◆ **Requirement**
Pick out every line in the data below that contains the string "wall" and copy each of those lines in full.

◆ **Given records**
+ + + + + + +
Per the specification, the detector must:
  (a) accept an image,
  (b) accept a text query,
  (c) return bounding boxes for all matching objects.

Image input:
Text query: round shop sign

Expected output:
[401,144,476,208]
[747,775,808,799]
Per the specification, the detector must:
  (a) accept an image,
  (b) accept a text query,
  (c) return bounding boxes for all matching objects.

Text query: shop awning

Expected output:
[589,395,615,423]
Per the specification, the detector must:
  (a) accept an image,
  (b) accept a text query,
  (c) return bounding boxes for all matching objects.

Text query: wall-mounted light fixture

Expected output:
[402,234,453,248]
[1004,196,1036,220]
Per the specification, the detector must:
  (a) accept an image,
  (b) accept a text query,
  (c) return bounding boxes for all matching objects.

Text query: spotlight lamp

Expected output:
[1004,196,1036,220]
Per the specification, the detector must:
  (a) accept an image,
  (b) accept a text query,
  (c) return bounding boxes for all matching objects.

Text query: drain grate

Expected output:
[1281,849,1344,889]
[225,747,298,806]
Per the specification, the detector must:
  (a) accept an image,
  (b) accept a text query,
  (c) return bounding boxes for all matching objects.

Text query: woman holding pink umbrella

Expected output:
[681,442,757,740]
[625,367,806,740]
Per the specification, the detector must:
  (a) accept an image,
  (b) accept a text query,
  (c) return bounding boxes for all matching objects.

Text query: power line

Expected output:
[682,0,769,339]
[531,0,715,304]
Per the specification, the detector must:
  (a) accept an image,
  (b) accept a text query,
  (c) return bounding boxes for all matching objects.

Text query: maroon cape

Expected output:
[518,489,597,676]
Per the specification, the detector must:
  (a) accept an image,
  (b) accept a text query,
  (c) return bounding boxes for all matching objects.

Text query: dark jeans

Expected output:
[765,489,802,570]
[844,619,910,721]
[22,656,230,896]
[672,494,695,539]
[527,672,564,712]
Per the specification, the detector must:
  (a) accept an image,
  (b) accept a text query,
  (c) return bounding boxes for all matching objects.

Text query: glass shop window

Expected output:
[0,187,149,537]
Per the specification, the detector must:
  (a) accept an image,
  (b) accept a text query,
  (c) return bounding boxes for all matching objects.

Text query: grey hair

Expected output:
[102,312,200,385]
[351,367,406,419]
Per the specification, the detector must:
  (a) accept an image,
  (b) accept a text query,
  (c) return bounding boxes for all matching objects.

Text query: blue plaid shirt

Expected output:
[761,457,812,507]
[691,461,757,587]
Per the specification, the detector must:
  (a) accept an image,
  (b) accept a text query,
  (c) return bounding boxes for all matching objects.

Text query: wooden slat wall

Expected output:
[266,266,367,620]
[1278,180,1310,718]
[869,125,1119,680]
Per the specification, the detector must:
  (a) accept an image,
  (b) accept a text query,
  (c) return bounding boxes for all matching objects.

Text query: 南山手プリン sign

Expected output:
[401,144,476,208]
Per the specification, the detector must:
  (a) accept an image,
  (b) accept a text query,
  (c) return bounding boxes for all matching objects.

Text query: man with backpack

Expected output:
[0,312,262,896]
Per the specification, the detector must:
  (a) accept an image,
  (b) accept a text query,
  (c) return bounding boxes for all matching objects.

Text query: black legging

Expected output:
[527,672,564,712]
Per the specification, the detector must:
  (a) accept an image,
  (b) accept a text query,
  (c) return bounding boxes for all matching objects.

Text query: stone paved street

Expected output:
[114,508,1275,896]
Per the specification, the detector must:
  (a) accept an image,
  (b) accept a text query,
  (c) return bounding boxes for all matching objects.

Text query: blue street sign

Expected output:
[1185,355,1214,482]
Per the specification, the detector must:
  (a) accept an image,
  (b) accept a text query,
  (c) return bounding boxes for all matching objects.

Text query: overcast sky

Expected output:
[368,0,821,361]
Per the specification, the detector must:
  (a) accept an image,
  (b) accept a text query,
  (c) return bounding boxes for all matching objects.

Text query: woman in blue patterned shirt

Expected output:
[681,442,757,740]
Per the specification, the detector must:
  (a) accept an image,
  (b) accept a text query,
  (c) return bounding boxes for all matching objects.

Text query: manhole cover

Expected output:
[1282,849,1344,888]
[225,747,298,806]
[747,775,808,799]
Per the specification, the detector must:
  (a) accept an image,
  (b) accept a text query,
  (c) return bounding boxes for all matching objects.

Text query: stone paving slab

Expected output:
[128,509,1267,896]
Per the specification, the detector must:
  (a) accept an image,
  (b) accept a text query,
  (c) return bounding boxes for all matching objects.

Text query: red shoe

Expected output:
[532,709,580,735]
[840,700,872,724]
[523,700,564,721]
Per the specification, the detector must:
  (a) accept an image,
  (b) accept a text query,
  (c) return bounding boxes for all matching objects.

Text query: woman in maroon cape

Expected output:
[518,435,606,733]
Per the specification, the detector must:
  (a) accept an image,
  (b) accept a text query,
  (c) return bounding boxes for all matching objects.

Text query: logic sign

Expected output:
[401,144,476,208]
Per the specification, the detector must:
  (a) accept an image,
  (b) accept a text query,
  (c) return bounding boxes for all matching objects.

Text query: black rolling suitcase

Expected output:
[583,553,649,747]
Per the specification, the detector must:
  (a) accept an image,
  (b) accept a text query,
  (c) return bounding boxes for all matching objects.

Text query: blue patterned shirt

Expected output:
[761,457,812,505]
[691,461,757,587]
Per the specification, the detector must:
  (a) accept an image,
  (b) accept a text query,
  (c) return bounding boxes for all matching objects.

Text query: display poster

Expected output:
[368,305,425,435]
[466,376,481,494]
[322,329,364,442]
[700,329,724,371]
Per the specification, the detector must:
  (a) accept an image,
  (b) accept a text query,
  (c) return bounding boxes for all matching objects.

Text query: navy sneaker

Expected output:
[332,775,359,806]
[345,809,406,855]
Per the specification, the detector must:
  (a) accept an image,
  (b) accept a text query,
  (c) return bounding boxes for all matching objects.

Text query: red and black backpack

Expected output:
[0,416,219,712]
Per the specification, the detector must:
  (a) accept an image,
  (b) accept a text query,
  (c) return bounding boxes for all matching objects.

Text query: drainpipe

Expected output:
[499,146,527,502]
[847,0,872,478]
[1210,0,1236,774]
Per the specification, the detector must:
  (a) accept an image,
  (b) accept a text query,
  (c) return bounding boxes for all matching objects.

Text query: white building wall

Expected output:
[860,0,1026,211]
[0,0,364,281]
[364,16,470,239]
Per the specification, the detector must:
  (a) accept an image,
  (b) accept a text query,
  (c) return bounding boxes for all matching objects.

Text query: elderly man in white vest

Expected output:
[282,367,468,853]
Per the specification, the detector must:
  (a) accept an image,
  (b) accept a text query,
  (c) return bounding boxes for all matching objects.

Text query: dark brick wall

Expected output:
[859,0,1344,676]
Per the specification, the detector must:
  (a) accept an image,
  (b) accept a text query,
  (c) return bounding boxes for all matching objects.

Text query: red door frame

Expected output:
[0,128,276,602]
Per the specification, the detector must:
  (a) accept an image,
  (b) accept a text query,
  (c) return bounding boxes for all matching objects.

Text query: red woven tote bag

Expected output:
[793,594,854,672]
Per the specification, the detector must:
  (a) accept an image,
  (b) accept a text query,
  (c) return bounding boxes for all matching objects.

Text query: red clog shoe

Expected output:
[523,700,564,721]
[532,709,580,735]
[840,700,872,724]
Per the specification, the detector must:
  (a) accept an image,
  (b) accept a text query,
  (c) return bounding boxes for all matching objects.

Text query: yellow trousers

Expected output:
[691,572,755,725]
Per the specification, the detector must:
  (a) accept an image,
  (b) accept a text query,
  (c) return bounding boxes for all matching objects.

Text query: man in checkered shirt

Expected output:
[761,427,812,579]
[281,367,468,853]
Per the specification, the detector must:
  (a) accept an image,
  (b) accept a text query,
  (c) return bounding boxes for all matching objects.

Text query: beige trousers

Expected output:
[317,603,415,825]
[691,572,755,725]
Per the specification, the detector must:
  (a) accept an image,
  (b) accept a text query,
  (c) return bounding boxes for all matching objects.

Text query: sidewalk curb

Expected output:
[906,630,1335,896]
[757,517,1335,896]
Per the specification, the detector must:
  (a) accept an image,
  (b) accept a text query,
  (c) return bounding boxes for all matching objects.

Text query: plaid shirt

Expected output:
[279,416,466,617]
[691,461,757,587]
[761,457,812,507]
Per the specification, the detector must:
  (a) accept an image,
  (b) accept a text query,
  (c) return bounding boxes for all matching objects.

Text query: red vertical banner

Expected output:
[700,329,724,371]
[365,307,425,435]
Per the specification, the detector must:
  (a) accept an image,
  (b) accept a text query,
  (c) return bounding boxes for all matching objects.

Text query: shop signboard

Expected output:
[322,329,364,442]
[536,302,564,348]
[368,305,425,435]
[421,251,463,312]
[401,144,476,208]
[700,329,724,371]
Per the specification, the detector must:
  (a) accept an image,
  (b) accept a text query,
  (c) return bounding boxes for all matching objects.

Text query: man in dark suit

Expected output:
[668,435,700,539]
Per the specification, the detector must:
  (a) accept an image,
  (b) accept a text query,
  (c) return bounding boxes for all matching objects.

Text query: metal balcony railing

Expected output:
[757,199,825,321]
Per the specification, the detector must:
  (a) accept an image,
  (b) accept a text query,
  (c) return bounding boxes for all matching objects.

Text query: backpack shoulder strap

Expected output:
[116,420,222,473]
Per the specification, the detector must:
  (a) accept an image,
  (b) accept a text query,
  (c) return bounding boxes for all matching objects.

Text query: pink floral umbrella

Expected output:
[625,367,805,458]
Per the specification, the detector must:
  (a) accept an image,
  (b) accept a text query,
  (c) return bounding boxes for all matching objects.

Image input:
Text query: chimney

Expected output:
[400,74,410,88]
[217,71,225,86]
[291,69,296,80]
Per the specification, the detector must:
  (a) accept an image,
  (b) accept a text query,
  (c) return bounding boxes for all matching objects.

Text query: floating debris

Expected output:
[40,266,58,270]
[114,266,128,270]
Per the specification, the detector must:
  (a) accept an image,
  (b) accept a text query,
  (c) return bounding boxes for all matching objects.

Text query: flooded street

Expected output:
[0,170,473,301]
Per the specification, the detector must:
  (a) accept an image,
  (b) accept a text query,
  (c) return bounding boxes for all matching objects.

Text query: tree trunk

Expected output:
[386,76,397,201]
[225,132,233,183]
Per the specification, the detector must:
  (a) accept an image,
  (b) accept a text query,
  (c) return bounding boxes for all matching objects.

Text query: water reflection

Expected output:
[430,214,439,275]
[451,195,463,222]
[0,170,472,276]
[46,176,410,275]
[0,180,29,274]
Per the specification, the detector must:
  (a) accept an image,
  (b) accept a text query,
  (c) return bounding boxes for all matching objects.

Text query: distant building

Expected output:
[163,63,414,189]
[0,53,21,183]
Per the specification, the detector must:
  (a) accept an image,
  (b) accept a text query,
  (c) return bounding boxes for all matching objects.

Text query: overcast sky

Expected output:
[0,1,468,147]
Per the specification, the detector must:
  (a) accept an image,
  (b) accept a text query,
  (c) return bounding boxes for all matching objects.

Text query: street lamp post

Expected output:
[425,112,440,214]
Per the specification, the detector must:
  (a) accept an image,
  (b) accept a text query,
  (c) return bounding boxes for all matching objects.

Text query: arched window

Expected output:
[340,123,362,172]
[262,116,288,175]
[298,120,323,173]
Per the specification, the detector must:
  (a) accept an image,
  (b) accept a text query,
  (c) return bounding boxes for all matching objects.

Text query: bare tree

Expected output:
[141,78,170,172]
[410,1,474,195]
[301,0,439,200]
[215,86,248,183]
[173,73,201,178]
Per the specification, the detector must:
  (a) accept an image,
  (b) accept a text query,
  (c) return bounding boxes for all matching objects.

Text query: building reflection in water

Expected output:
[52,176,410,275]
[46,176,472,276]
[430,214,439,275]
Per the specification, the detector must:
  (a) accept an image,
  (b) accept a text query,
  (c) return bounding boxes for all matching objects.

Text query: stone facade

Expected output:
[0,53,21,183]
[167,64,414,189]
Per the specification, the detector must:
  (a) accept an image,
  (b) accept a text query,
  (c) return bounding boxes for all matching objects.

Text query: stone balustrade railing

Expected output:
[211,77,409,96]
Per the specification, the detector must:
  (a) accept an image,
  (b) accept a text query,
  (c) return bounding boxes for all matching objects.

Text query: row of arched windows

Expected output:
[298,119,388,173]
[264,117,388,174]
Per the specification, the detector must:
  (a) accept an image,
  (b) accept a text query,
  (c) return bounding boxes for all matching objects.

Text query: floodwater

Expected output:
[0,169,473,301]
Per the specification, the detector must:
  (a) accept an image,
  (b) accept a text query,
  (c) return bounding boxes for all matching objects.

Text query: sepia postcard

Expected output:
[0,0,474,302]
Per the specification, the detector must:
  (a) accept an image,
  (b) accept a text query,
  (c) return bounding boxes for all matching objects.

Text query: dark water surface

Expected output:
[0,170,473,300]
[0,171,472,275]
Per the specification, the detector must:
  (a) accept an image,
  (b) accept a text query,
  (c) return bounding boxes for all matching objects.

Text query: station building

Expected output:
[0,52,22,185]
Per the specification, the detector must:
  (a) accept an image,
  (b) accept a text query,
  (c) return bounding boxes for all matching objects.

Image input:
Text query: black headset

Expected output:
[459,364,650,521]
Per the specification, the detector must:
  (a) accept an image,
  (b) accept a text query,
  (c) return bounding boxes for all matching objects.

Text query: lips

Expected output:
+ + + + + + +
◆ **Solution below**
Text query: wall-mounted light fixture
Text query: wooden slat wall
Text query: white building wall
Text query: dark brick wall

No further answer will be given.